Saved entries
═══
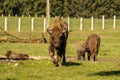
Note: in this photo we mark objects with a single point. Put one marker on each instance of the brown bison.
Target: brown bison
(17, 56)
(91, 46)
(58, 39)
═══
» What is being asked
Output each entry shown above exactly as it stands, with all pictures removed.

» Exercise response
Note: in this photo we mark objects with a single point. Put one marker on each instance of the brown bison.
Target: brown bison
(17, 56)
(91, 46)
(58, 39)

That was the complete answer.